:: Page text ::
★ ★ ★ ★ ★
Alan Yuhas
In 1492 Christopher Columbus got lost, followed some birds and wound
up on some islands he’d never been to before. He came up with a plot to enslave some of the people
he met there, went home and staked a claim that would be contested by
Vikings and Bristolians and the Turkish president: he called dibs on
America.
The idea that any group discovered a supercontinent inhabited by
thousands of native people for well over 10,000 years has long been
pilloried, but that did not deter the Turkish president, Recep Tayyip
Erdoğan. On Sunday, he said that Muslims probably discovered the Americas before Columbus.
“Muslim sailors reached the American continent 314 years before Columbus, in 1178,” Erdoğan said at a gathering in Istanbul of Muslim leaders from Latin America. “In his memoirs, Christopher Columbus mentions the existence of a mosque atop a hill on the coast of Cuba.” Erdoğan added that he would like to see a mosque on that hilltop, too, but didn’t mention what Cubans might think of that.
That “mosque” in Columbus’ memoirs was almost certainly a metaphor:
Chris saw a large and memorable bit of geography and waxed eloquent; a
turn of phrase like this during the renaissance evoked something
majestic and exotic, and Columbus was a man who liked frills. There is no archaeological evidence of Islam in the Americas before Columbus’s arrival, and though a 10th century historian
tells the story of a Muslim navigator who returned from a western
“unknown territory” with marvelous treasures, complete with a map
showing a vague outline of a western coast shrouded in fog, the tale
does not mean Muslim merchants beat Columbus.
★ ★ ★ ★ ★
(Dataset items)

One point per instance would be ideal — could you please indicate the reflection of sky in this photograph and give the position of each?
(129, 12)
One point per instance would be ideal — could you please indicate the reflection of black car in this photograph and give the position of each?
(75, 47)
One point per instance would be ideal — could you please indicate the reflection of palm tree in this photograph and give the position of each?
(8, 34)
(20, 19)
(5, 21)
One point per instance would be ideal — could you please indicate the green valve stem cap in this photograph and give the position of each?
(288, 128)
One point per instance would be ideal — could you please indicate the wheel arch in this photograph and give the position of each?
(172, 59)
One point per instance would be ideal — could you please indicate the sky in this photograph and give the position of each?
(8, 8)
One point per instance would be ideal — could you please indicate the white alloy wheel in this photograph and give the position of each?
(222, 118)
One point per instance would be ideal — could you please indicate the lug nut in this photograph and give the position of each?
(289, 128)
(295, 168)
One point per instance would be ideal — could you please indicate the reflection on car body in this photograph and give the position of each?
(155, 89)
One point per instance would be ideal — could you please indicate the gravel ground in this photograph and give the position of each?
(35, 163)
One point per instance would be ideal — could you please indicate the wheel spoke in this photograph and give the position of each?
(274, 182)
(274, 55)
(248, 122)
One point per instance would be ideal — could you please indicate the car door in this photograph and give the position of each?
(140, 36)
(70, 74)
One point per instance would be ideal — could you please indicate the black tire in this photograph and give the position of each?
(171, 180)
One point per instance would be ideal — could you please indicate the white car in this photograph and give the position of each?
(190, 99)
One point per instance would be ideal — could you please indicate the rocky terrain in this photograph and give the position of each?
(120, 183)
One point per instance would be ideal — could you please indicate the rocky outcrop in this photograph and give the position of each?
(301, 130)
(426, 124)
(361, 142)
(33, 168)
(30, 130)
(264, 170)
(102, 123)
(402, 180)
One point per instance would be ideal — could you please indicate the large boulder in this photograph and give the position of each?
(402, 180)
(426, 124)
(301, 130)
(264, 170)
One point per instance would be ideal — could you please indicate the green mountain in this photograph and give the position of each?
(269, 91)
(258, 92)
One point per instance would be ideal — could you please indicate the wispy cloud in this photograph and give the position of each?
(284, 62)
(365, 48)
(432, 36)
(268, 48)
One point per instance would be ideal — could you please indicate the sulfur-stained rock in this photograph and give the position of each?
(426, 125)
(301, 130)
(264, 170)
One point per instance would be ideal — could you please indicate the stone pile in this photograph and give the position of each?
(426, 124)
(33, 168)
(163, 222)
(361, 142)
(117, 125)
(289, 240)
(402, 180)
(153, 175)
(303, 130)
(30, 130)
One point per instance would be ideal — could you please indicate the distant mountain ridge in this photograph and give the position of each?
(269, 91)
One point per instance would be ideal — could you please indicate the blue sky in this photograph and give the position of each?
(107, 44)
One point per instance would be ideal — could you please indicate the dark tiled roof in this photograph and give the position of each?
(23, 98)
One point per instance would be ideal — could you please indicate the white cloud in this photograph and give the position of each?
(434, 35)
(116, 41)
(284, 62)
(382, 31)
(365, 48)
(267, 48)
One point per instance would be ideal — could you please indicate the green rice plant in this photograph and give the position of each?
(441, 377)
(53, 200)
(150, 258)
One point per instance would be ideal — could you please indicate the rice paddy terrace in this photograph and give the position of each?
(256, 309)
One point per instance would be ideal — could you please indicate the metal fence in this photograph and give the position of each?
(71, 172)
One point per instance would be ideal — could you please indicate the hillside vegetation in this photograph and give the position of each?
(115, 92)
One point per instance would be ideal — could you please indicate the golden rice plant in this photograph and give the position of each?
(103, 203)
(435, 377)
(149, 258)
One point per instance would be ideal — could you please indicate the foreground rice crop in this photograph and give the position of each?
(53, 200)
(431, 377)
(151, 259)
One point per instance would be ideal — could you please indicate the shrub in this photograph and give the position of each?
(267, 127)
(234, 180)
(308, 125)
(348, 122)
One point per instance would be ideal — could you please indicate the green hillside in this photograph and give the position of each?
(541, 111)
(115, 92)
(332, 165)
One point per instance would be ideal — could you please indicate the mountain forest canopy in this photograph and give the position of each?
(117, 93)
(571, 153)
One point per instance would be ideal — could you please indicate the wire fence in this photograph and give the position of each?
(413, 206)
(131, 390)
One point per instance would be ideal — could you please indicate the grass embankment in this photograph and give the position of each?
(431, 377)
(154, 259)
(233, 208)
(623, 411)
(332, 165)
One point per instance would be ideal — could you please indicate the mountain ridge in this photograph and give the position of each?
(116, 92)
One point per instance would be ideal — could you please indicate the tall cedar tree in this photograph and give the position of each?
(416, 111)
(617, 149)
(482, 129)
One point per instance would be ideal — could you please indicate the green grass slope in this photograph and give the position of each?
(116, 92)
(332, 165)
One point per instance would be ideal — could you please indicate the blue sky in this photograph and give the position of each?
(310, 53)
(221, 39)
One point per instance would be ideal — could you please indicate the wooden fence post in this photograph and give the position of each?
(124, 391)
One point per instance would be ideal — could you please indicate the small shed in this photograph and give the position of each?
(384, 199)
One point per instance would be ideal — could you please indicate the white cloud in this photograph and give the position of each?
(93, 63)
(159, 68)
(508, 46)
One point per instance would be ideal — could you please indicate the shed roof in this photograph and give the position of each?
★ ★ ★ ★ ★
:: Exercise instructions ::
• 1. According to the Columbus article, which parties would contest Columbus's claim to America? List each one.
• 2. Swap "supercontinent" for "landmass" in the passage of the Columbus article from "The idea that" up to and including "Americas before Columbus.", and write out that passage.
• 3. Pick up the Columbus article after its last sentence and continue it.
None of the records matter for this work.

:: Your responses ::
• 1.
- Vikings
- Bristolians
- the Turkish president

• 2.
The idea that any group discovered a landmass inhabited by
thousands of native people for well over 10,000 years has long been
pilloried, but that did not deter the Turkish president, Recep Tayyip
Erdoğan. On Sunday, he said that Muslims probably discovered the Americas before Columbus.

• 3.
As the Washington Post’s Ishaan Tharoor points out, Erdoğan is probably alluding to the work of one controversial semi-academic, Youssef Mroueh, who takes the mosque literally and suggests that indigenous peoples’ words have Arabic etymologies.
Vikings
are usually called the first Old Worlders to reach western shores. Erik
the Red and his father, who were respectively exiled from Iceland and
Norway for murders, reached Greenland. In 985 Erik took about 500
people, with farm animals and supplies, to settle Greenland, and his son
Leif Eriksson returned a few years later, when the region had some
1,000 settlers. Vikings told a saga about Leif’s westward adventures,
but it wasn’t until 1960 that archaeologists found evidence – halls,
peat houses, ironwork – of 11th century Vikings at L’Anse aux Meadows and Baffin Island in Canada.
But the Vikings may have not been alone among Europeans sailing west:
archaeologists have found evidence that Basques, in pursuit of whales
and cod, might have reached the territory the Vikings called Vinland.
Journalist Mark Kurlansky, in his book Cod,
points out that the Basques seemed to know all the secret cod spots,
and knew how to salt and preserve food – meaning they could travel huge
distances. In 1535, when Jacques Cartier “discovered” the mouth of the
St Lawrence river, he found 1,000 Basque fishing boats already in the
water flush with cod.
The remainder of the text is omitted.